**Work to do**
Every record below is to be retyped exactly.
+++
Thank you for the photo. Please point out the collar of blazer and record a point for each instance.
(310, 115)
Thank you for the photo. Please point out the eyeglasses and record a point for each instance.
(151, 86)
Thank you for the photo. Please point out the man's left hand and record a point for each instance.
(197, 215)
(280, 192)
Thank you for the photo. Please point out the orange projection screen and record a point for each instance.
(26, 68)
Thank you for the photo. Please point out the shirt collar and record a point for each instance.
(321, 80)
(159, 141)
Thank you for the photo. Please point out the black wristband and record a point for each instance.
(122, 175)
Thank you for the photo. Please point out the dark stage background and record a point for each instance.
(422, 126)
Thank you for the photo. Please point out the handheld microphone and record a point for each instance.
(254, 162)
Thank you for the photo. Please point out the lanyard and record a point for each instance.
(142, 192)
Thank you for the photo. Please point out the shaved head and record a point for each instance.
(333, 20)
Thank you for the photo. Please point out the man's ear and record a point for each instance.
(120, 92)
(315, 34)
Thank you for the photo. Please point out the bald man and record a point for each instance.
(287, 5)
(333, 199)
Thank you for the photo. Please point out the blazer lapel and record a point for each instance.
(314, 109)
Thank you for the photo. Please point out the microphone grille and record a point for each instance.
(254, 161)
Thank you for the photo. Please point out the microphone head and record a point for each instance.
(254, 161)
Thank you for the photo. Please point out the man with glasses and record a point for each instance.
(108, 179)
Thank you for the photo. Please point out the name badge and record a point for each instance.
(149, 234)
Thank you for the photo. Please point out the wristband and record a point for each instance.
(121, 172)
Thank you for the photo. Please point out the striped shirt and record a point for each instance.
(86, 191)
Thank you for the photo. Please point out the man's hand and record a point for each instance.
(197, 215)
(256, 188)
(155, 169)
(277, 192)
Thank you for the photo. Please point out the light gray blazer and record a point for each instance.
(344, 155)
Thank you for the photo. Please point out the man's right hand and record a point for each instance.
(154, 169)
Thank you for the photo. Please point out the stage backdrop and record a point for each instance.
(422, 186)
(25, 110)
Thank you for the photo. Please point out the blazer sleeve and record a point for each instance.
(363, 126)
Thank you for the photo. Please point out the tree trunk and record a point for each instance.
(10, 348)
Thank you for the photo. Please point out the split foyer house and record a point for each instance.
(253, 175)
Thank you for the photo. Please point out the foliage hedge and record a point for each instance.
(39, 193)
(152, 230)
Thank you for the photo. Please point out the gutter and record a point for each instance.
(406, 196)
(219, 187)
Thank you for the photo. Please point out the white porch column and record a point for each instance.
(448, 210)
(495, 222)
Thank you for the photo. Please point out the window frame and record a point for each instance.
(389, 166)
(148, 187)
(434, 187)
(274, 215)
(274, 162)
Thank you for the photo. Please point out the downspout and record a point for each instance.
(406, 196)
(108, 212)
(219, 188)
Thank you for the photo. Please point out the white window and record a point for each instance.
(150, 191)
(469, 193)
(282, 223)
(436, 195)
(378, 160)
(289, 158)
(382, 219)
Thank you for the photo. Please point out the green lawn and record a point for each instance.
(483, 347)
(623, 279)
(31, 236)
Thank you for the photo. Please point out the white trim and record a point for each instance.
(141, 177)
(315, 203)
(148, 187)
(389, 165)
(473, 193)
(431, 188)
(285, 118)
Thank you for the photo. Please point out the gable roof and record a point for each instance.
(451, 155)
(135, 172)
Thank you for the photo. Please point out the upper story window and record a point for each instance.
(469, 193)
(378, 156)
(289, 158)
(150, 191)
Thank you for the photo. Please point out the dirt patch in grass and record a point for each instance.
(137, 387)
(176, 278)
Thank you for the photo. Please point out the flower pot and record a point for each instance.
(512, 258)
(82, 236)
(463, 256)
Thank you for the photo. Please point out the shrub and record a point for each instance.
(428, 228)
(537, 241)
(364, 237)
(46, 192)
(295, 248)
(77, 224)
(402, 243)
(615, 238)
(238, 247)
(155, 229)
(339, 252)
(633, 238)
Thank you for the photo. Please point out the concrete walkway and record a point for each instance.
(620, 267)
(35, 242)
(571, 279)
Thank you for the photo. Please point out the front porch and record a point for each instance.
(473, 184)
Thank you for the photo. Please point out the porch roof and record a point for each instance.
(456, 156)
+++
**Full solution**
Thank you for the photo. Please point out the collar of blazer and record a point for each instance.
(310, 115)
Thank you for the photo. Please point out the eyeglasses and record a point for each instance.
(151, 86)
Thank you for the photo. Please point out the man's left hand and record a point for each instance.
(197, 215)
(280, 192)
Thank you for the photo. Please point out the orange projection screen and record a point for each instance.
(26, 68)
Thank you for the photo. Please point out the shirt collar and record a point for each instance.
(321, 80)
(159, 141)
Thank you for the photo. Please point out the black wristband and record a point for each instance.
(122, 175)
Thank you for the photo. Please point out the dark stage background and record a point for each instance.
(422, 126)
Thank you for the photo. Please point out the handheld microphone and record a point for each instance.
(254, 162)
Thank you for the photo. Please point out the lanyard and record a point for each instance.
(142, 192)
Thank you for the photo. Please point out the shaved head and record a point for each instance.
(333, 20)
Thank you for the photo. Please point out the man's ear and record a point for each instance.
(120, 92)
(315, 34)
Thank you for the photo. Please point out the bald man and record a point for each instance.
(287, 5)
(333, 199)
Thank you for the photo. Please point out the blazer lapel and record a point for each instance.
(314, 109)
Thank you for the photo. Please point out the microphone grille and record a point for each instance.
(254, 161)
Thank you for the photo. Please point out the microphone head and record a point for each instance.
(254, 161)
Thank you for the photo. Please point out the man with glasses and record a point for each instance.
(108, 179)
Thank you for the photo. Please point out the name badge and record a point for each instance.
(149, 234)
Thank you for the photo. Please point out the wristband and record a point for each instance.
(121, 172)
Thank you for the photo. Please point out the striped shirt and record a point for each instance.
(86, 191)
Thank you for the photo. Please point out the man's hand and record a point for each instance.
(197, 215)
(256, 188)
(155, 169)
(277, 192)
Thank you for the photo. Please point out the light gray blazer and record a point for each instance.
(344, 155)
Thank you for the photo. Please point out the man's right hand and record a point for each instance.
(154, 169)
Thank you for the photo. Please point out the stage backdrop and record a point for each instance.
(422, 186)
(25, 110)
Thank you for the photo. Please point out the blazer sleeve and record a point for each instance.
(363, 126)
Thank you for the photo. Please point out the tree trunk and record a point for each instance.
(10, 348)
Thank you for the photo. Please point out the split foyer house and record a point for each instance.
(253, 175)
Thank you for the photo. Please point out the foliage hedge and record a point for each instance.
(39, 193)
(152, 230)
Thank you for the photo. Please point out the gutter and record a point for each instance.
(406, 196)
(219, 187)
Thank you for the photo. Please point out the white porch column and record a point for each instance.
(448, 210)
(495, 222)
Thank you for the photo. Please point out the window frame and record a point for each instance.
(389, 166)
(148, 187)
(434, 187)
(274, 215)
(274, 162)
Thank you for the photo. Please point out the downspout and record a point for each instance.
(406, 196)
(108, 212)
(219, 188)
Thank you for the photo. Please point out the white window and record a point for each instance.
(150, 191)
(469, 193)
(282, 223)
(436, 195)
(378, 160)
(289, 158)
(382, 219)
Thank you for the photo. Please point out the green lawn and record a point for each instance.
(483, 347)
(623, 279)
(31, 236)
Thank you for the photo. Please point out the white trim and record a point for each instance.
(141, 177)
(315, 203)
(148, 187)
(389, 165)
(473, 193)
(431, 188)
(285, 118)
Thank you for the photo. Please point out the gable roof and record a point for each instance.
(451, 155)
(135, 172)
Thank you for the photo. Please point out the upper story window and record a point for each instance.
(469, 193)
(378, 156)
(289, 158)
(150, 191)
Thank you for the photo. Please point out the dirt patch in grass and record a point for each instance.
(137, 387)
(176, 278)
Thank you for the photo. Please point out the flower pot and record a point for each instance.
(512, 258)
(82, 236)
(463, 256)
Thank you for the photo. Please point out the shrub and record a point for each instance.
(428, 228)
(537, 241)
(364, 237)
(46, 192)
(295, 248)
(77, 224)
(402, 243)
(615, 238)
(238, 247)
(155, 229)
(339, 252)
(633, 238)
Thank you for the photo. Please point out the concrete walkway and record a point for each instance.
(620, 267)
(35, 242)
(571, 279)
Thank you for the photo. Please point out the front porch and record a point for each instance.
(473, 184)
Thank you for the photo. Please point out the porch roof and record a point for each instance.
(456, 156)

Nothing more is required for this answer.